╔══

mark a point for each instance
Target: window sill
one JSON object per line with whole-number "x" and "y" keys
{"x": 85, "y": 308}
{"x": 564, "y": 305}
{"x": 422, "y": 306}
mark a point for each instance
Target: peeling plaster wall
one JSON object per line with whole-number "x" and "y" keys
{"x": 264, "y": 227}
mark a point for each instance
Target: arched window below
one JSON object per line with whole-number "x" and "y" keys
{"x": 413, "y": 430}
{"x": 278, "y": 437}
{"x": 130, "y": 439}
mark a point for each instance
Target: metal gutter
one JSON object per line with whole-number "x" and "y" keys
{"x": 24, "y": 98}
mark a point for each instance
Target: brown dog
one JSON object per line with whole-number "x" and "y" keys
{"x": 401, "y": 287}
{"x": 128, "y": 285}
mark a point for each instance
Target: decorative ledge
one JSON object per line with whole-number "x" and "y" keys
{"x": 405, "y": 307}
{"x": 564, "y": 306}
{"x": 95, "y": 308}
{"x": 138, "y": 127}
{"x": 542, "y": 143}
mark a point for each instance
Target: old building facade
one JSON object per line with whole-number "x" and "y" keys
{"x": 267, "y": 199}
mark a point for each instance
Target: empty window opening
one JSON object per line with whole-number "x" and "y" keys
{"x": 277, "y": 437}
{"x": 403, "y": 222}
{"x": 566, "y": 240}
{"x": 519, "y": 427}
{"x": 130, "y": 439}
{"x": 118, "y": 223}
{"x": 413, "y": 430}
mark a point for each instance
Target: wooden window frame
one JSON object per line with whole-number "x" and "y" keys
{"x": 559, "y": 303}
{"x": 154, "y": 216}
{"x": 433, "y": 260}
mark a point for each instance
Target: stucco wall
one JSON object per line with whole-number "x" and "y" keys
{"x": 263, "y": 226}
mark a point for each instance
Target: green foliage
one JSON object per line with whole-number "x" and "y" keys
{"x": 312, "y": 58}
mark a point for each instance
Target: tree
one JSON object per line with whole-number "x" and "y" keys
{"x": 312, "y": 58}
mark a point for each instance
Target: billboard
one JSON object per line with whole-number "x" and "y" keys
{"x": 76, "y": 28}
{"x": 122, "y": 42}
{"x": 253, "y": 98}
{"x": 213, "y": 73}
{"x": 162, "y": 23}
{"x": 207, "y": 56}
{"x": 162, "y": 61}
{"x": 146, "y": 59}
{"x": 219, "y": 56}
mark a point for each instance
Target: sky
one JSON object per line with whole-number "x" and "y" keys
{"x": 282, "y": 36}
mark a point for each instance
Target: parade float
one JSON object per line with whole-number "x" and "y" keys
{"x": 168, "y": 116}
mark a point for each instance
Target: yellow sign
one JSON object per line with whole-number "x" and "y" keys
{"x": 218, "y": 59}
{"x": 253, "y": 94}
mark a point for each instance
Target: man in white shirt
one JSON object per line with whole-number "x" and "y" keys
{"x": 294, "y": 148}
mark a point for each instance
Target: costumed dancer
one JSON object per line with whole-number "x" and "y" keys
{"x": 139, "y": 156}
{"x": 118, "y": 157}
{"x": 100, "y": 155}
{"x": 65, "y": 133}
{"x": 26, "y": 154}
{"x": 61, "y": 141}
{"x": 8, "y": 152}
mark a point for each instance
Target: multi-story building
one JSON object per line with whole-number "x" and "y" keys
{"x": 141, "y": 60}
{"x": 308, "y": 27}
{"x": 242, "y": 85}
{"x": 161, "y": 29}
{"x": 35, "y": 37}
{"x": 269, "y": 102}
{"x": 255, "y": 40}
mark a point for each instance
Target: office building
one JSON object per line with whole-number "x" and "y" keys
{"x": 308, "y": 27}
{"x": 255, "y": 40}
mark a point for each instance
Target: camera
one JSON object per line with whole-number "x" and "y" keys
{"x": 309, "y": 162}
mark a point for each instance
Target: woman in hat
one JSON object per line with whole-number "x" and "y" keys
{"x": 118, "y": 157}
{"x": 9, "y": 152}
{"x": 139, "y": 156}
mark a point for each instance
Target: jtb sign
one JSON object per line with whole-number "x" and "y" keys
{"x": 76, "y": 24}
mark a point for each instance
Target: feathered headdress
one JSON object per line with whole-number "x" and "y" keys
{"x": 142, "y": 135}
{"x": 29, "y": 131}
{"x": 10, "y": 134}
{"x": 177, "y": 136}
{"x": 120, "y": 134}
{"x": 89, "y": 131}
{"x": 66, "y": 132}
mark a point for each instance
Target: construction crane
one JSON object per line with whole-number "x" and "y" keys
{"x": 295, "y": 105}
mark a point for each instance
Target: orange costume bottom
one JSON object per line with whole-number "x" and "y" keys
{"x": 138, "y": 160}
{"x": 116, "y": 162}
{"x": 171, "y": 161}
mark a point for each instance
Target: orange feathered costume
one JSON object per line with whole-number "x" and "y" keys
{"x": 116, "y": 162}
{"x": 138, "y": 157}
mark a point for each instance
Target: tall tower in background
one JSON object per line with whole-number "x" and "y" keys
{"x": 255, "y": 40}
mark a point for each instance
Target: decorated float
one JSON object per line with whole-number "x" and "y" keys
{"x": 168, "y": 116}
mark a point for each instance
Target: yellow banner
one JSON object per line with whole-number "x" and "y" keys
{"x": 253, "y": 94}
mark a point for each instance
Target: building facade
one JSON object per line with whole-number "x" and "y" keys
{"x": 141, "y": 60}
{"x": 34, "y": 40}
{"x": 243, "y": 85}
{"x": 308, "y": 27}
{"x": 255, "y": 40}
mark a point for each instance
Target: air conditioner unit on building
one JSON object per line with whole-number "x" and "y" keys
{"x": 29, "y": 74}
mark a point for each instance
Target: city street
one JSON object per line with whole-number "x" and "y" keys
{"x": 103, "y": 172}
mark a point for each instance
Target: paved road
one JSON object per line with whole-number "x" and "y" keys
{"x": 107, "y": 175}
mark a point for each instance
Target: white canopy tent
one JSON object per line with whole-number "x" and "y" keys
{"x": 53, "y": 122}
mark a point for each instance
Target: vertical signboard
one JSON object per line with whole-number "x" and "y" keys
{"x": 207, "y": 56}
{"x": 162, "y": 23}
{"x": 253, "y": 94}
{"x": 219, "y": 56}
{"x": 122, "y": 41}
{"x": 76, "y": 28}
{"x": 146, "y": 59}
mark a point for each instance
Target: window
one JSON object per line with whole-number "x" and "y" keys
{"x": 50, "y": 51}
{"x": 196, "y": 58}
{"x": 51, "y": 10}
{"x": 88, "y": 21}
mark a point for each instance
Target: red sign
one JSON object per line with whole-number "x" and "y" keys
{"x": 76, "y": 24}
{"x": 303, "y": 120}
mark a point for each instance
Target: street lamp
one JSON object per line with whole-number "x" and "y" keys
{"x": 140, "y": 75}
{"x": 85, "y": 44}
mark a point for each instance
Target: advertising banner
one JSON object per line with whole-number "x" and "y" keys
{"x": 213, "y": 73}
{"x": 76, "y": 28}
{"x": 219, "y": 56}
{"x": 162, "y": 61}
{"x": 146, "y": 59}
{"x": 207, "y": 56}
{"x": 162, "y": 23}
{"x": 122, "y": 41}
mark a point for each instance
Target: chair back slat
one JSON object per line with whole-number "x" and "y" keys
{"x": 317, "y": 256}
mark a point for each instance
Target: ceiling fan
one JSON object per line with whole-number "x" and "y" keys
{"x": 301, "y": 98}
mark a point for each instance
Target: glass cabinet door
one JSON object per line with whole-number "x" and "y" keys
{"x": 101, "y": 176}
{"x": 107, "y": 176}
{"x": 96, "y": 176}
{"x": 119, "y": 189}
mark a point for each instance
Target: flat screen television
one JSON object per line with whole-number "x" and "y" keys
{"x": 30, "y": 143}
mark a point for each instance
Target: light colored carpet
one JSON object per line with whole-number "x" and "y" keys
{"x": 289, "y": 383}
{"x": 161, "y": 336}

╚══

-- Task objective --
Recopy the entries above in their entirety, exactly.

-- Solution for this task --
mark a point for each instance
Target: window sill
one JSON object per line with whole-number "x" and "y" keys
{"x": 85, "y": 308}
{"x": 564, "y": 305}
{"x": 422, "y": 306}
mark a point for each instance
Target: peeling plaster wall
one JSON object per line with whole-number "x" and "y" keys
{"x": 264, "y": 227}
mark a point for each instance
Target: arched window below
one JSON object per line with whole-number "x" and "y" keys
{"x": 413, "y": 430}
{"x": 278, "y": 437}
{"x": 130, "y": 439}
mark a point for each instance
Target: metal gutter
one JSON object per line with whole-number "x" and "y" keys
{"x": 24, "y": 98}
mark a point for each instance
Target: brown dog
one JSON object per line with whole-number "x" and "y" keys
{"x": 401, "y": 287}
{"x": 128, "y": 285}
mark a point for each instance
Target: decorative ledge
one JSON object per line with whole-number "x" and "y" keys
{"x": 405, "y": 307}
{"x": 564, "y": 306}
{"x": 95, "y": 308}
{"x": 138, "y": 127}
{"x": 542, "y": 143}
mark a point for each instance
Target: old building facade
one JSON object per line with whole-number "x" and "y" keys
{"x": 267, "y": 199}
mark a point for each instance
Target: empty window opening
one JSON object per line with whole-number "x" and "y" keys
{"x": 277, "y": 437}
{"x": 403, "y": 222}
{"x": 566, "y": 240}
{"x": 519, "y": 427}
{"x": 130, "y": 439}
{"x": 118, "y": 223}
{"x": 413, "y": 430}
mark a point for each instance
Target: wooden window frame
one JSON object per line with whole-number "x" and "y" keys
{"x": 559, "y": 303}
{"x": 154, "y": 216}
{"x": 433, "y": 260}
mark a point for each instance
Target: stucco wall
one JSON object per line with whole-number "x" and "y" keys
{"x": 263, "y": 226}
mark a point for each instance
Target: green foliage
one JSON object per line with whole-number "x" and "y" keys
{"x": 312, "y": 58}
mark a point for each instance
Target: tree
one JSON object per line with whole-number "x" and "y" keys
{"x": 312, "y": 58}
mark a point for each instance
Target: billboard
one JSON object per line with whole-number "x" and "y" keys
{"x": 76, "y": 28}
{"x": 122, "y": 42}
{"x": 253, "y": 98}
{"x": 213, "y": 73}
{"x": 162, "y": 23}
{"x": 207, "y": 56}
{"x": 162, "y": 61}
{"x": 146, "y": 59}
{"x": 219, "y": 56}
mark a point for each instance
Target: sky
one JSON object per line with whole-number "x" and "y" keys
{"x": 282, "y": 36}
mark a point for each instance
Target: parade float
one JSON object per line with whole-number "x" and "y" keys
{"x": 168, "y": 116}
mark a point for each instance
Target: yellow sign
one JSON object per line with whole-number "x" and "y" keys
{"x": 218, "y": 59}
{"x": 253, "y": 94}
mark a point for each instance
Target: man in white shirt
one JSON object per line with whole-number "x" and "y" keys
{"x": 294, "y": 148}
mark a point for each instance
Target: costumed dancer
one JSON object per line with whole-number "x" and "y" keys
{"x": 139, "y": 156}
{"x": 118, "y": 157}
{"x": 100, "y": 155}
{"x": 65, "y": 133}
{"x": 26, "y": 154}
{"x": 61, "y": 141}
{"x": 8, "y": 152}
mark a point for each instance
Target: multi-story building
one JSON object per line with whole-number "x" and "y" keys
{"x": 141, "y": 60}
{"x": 308, "y": 27}
{"x": 242, "y": 85}
{"x": 161, "y": 29}
{"x": 35, "y": 37}
{"x": 269, "y": 102}
{"x": 255, "y": 40}
mark a point for each instance
Target: office building
one JSON object per line with whole-number "x" and "y" keys
{"x": 308, "y": 27}
{"x": 255, "y": 40}
mark a point for each instance
Target: camera
one JSON object per line with whole-number "x" and "y" keys
{"x": 309, "y": 162}
mark a point for each instance
Target: woman in hat
one JSON object per line with whole-number "x" and "y" keys
{"x": 118, "y": 157}
{"x": 9, "y": 152}
{"x": 139, "y": 156}
mark a point for each instance
Target: jtb sign
one JSON object per line with whole-number "x" and "y" keys
{"x": 76, "y": 24}
mark a point for each instance
Target: feathered headdress
one JSON object per line with whole-number "x" and "y" keys
{"x": 142, "y": 135}
{"x": 29, "y": 131}
{"x": 10, "y": 134}
{"x": 177, "y": 136}
{"x": 120, "y": 134}
{"x": 89, "y": 131}
{"x": 66, "y": 132}
mark a point for each instance
Target: construction crane
one JSON object per line with whole-number "x" and "y" keys
{"x": 295, "y": 105}
mark a point for each instance
Target: orange costume bottom
one JSON object per line with whole-number "x" and "y" keys
{"x": 138, "y": 160}
{"x": 116, "y": 162}
{"x": 171, "y": 161}
mark a point for each instance
Target: orange feathered costume
one JSON object per line with whole-number "x" and "y" keys
{"x": 116, "y": 162}
{"x": 138, "y": 157}
mark a point for each instance
Target: tall tower in background
one JSON object per line with whole-number "x" and "y" keys
{"x": 255, "y": 40}
mark a point for each instance
Target: decorated float
one JSON object per line with whole-number "x" and "y" keys
{"x": 168, "y": 116}
mark a point for each instance
Target: yellow banner
one JSON object per line with whole-number "x" and "y" keys
{"x": 253, "y": 94}
mark a point for each instance
Target: building facade
one JSON object per line with whole-number "x" and "y" keys
{"x": 141, "y": 60}
{"x": 34, "y": 40}
{"x": 243, "y": 85}
{"x": 308, "y": 27}
{"x": 255, "y": 40}
mark a point for each instance
Target: air conditioner unit on building
one JSON object per line with whole-number "x" and "y" keys
{"x": 29, "y": 74}
mark a point for each instance
Target: city street
one JSON object per line with whole-number "x" and "y" keys
{"x": 103, "y": 172}
mark a point for each instance
Target: paved road
one JSON object per line with whole-number "x" and "y" keys
{"x": 107, "y": 175}
mark a point for each instance
Target: white canopy tent
one JSON object per line with whole-number "x" and "y" keys
{"x": 53, "y": 122}
mark a point for each instance
Target: vertical signboard
one JSON object per line with whole-number "x" and "y" keys
{"x": 207, "y": 56}
{"x": 162, "y": 23}
{"x": 253, "y": 94}
{"x": 219, "y": 56}
{"x": 122, "y": 41}
{"x": 76, "y": 28}
{"x": 146, "y": 59}
mark a point for each instance
Target: window
one JSON object per line with whole-number "x" and "y" keys
{"x": 50, "y": 51}
{"x": 196, "y": 58}
{"x": 51, "y": 10}
{"x": 88, "y": 21}
mark a point for each instance
Target: red sign
one JSON object per line with whole-number "x" and "y" keys
{"x": 76, "y": 24}
{"x": 303, "y": 120}
mark a point for each instance
Target: street lamp
one JSON object per line with whole-number "x" and "y" keys
{"x": 140, "y": 75}
{"x": 85, "y": 44}
mark a point for each instance
Target: advertising banner
one JSON object per line with whole-number "x" and "y" keys
{"x": 213, "y": 73}
{"x": 76, "y": 28}
{"x": 219, "y": 56}
{"x": 162, "y": 61}
{"x": 146, "y": 59}
{"x": 207, "y": 56}
{"x": 162, "y": 23}
{"x": 122, "y": 41}
mark a point for each instance
Target: chair back slat
one JSON object per line with whole-number "x" and "y" keys
{"x": 317, "y": 256}
mark a point for each instance
Target: ceiling fan
one JSON object per line with whole-number "x" and "y" keys
{"x": 301, "y": 98}
mark a point for each instance
Target: glass cabinet door
one JSON object per line with whole-number "x" and "y" keys
{"x": 101, "y": 176}
{"x": 107, "y": 176}
{"x": 96, "y": 176}
{"x": 119, "y": 189}
mark a point for each instance
Target: flat screen television
one JSON object per line with whole-number "x" and "y" keys
{"x": 30, "y": 143}
mark a point for each instance
Target: light colored carpet
one JSON object per line with whole-number "x" and "y" keys
{"x": 289, "y": 383}
{"x": 161, "y": 336}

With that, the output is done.